= What is required =
Please extend the piece on slowing growth in Australia's key export markets, starting right after its final sentence.

= Reading passage =
-------
Some of our most vital export markets are facing a worsening in growth prospects for 2012.

China and India have warned their economies face a tough year.

China is our biggest export market and India is number four.

And we have also seen a bigger than expected souring in business confidence in our second biggest market, Japan.

Concern about the slowdown in China, especially in property and the eurozone debt crisis, has seen the Shanghai stockmarket slump 30% from this year's peak on April 18.

It has hit a series of 33 month lows in the past week and closed lower again yesterday after the release of more weak data.

The so-called "flash'' estimate from HSBC yesterday for its survey of Chinese manufacturing showed another month of contraction.

The reading was 49, above the 47.7 final reading for November, which would be good news if sustained in the final report at the end of this month.

And official figures yesterday showed foreign direct investment in China fell last month from November of last year, the first such fall since July 2009.

China's Ministry of Commerce said investment fell 9.8% to $US8.76 billion, after expanding 8.8% in October.

It could be a one-off, but coming amid worries about growth and the economy, it was seen by Chinese commentators as being a bit more symbolic than it really was.

But the news worried investors in Shanghai where it extended its recent losing run for another nasty fall of 2.1%, while Hong Kong was off 1.8%.

And India warned midweek that emerging market economies are beginning to "falter" and China's top economic policymakers described the global outlook as "extremely grim and complicated".

Both countries are experiencing falling economic growth, production (and at long last falling prices), weakening property prices, and are being buffeted by the impact of the euro crisis which is impacting exports.

On top of this, the other major emerging economy, Brazil, saw economic growth come to a halt in the September quarter, despite rate cuts.

China's Communist party ended its most important economic meeting of the year with an agreement to focus on maintaining fast economic growth next year, amid what it saw as a worsening outlook.

The annual three-day Central Economic Work Conference for top Communist officials sets policy for the coming year and this meeting clearly signalled that the leaders of the world's second-largest economy (and Australia's most important export market) are concerned about a slowdown in growth.

It is a message that has been emerging for the past month in speeches, statements and think pieces on official websites and news outlets in China.

The statement issued after this week's meeting ended on Wednesday saw a leading economist say that "growth has replaced inflation as Beijing's top policy concern".

According to Qu Hongbin, co-head of Asian economics research at HSBC, "The economy is likely to slow further, calling for more aggressive easing measures".

We have already seen one small easing with the drop in the Reserve Ratio for banks at the end of November and next will come a rate cut, according to a growing number of forecasts.

That prospect was underlined by this part of the statement issued after Wednesday's meeting and posted on Xinhua.

"It will preset or fine-tune monetary policy according to changes in economic development, employ multiple monetary policy tools and maintain a reasonable increase in money and credit supply," the statement said in outlining the key part of the country's economic policy.

Note the use of the words "fine tune monetary policy according to changes in economic development".

That means rate cuts and further reductions relaxation of the controls on bank lending if growth slows too sharply or production drops even further, which are both real prospects for the first half of next year.

China's November economic data showed acceleration in the slowdown, driven primarily by slowing housing sales and construction activity and sliding exports, particularly to Europe.
-------
= Rows =

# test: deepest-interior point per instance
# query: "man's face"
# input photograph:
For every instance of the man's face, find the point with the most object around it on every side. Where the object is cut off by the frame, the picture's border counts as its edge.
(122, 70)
-------
= Task response =
The fall in crude steel production in November to just over 49 million tonnes (we highlighted earlier this week) is a very visible indicator of the slowdown.

Steel production is running at a 10 month low and will struggle to return to the near 60 million tonnes a year level it was hitting in the first five months of 2011.

This week's conference agreed to set the main theme of next year's economic and social development as "making progress while maintaining stability", the statement said.

The plans mapped out at the conference will chart the course for China of next year's economic work. 2012 is also vital because of the change of leadership expected in the last quarter of the year

"Stability means to maintain basically steady macro-economic policy, relatively fast economic growth, stable consumer prices and social stability," the statement said.

"To make progress, we must seize this strategically important development period to make new advances and breakthroughs in transforming China's economic development model, deepen reform and improve people's lives," it said.

Wednesday's official statement indicates Chinese policy makers' intention to shore up growth while avoiding reawakening inflation which now seems to be under control, but not without a huge cost.

"China must stabilize economic growth to prevent a sharp plunge, which might dampen employment and cause social problems," Zhu Baoliang, deputy director of the Economic Forecast Department of the State Information Center, a government think tank was quoted on the official Xinhua website.

China's economic growth has been slowing all year, thanks to the tighter monetary policy, designed to control inflation and the overheating housing sector.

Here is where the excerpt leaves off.